Start
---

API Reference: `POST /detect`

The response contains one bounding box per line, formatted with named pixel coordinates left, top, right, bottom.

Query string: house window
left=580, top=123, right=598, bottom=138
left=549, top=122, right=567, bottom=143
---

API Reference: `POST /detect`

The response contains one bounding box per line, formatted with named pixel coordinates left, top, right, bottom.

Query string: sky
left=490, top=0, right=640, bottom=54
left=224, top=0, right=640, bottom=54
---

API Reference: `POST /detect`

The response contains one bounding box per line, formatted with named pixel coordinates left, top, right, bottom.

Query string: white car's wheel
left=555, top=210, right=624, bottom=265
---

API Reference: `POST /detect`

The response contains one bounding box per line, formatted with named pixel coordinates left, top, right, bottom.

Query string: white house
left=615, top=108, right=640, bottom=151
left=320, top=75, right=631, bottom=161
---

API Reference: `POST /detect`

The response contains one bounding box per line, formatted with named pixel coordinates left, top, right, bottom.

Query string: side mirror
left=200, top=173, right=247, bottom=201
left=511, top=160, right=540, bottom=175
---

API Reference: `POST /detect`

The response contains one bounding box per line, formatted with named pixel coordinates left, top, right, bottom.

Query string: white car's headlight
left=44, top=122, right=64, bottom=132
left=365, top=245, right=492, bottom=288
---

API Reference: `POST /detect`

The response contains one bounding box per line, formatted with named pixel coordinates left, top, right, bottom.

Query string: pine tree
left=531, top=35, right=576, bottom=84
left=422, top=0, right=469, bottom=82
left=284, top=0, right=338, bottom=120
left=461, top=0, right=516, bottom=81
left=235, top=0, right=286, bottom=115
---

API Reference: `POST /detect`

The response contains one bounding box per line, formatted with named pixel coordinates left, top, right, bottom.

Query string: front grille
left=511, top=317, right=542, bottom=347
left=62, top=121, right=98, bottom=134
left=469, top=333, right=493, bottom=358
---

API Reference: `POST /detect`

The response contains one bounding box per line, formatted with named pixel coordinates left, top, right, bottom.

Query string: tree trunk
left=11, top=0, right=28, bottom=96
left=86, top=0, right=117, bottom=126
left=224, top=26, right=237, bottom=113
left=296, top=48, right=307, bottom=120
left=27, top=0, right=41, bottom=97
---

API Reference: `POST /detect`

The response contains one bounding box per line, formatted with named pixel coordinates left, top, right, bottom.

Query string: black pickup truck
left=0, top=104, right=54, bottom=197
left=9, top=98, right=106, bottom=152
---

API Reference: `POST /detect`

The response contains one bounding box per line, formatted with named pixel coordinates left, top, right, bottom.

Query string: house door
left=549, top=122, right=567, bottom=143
End
Copy every one of the rows above, swapping "Query string" for "Search label" wherever it occurs, and change nothing else.

---

API Reference: `POST /detect`

The response contains one bounding box per line, formatted with named pixel coordinates left, top, right, bottom.

Search label: house window
left=580, top=123, right=598, bottom=138
left=549, top=122, right=567, bottom=143
---

API Reference: `POST /detect`

The response contains one bounding box per line, formatted with named pixel coordinates left, top, right, bottom.

Search label: sky
left=490, top=0, right=640, bottom=54
left=224, top=0, right=640, bottom=54
---

API Reference: `POST /detect`

The response contains one bounding box per line, formatted with named pixel coordinates left, top, right, bottom.

Search label: white car's wheel
left=555, top=210, right=624, bottom=265
---

API Reference: `POST /detect`

The response contains one bounding box per line, formatted with named pixel coordinates left, top, right, bottom.

Search label: white house
left=615, top=108, right=640, bottom=151
left=320, top=75, right=631, bottom=161
---

API Reference: `POST /detect`

The response contains one bounding box per line, formatted with named pixel coordinates left, top, right, bottom.

Search label: side mirror
left=200, top=173, right=247, bottom=201
left=511, top=160, right=540, bottom=175
---

API Reference: `POST /detect`

The response contains one bounding box per line, formatted with named pixel coordinates left, top, right, bottom.

Search label: white car's headlight
left=44, top=122, right=64, bottom=132
left=365, top=245, right=492, bottom=288
---

API Reference: `POST /detect`

The response contains one bounding box per line, formatted with named pixel coordinates left, top, right, bottom.

Search label: pine tree
left=531, top=35, right=576, bottom=84
left=422, top=0, right=469, bottom=82
left=284, top=0, right=338, bottom=120
left=461, top=0, right=516, bottom=81
left=235, top=0, right=286, bottom=115
---

API Reference: `POST /detect`

The response contains one bounding box per line, formatted with named pixel coordinates left, top, right, bottom.

Search label: front grille
left=511, top=317, right=542, bottom=347
left=62, top=121, right=98, bottom=134
left=469, top=333, right=493, bottom=358
---

API Reference: `POST /detect`

The response contains one bounding box per line, formatted with named pixel coordinates left, top, right, bottom.

Search label: tree trunk
left=11, top=0, right=28, bottom=96
left=86, top=0, right=117, bottom=126
left=224, top=26, right=237, bottom=113
left=296, top=48, right=307, bottom=120
left=27, top=0, right=41, bottom=97
---

API Reference: `POST /detect`

The response contains one bounding box per line, formatted with named pixel coordinates left, top, right, bottom.

Search label: black pickup truck
left=0, top=104, right=54, bottom=197
left=9, top=98, right=106, bottom=152
---

API Reference: `POST /detect`

The response contains one bounding box per line, formatted with named pixel coordinates left, top, right, bottom.

Search label: house door
left=549, top=122, right=567, bottom=143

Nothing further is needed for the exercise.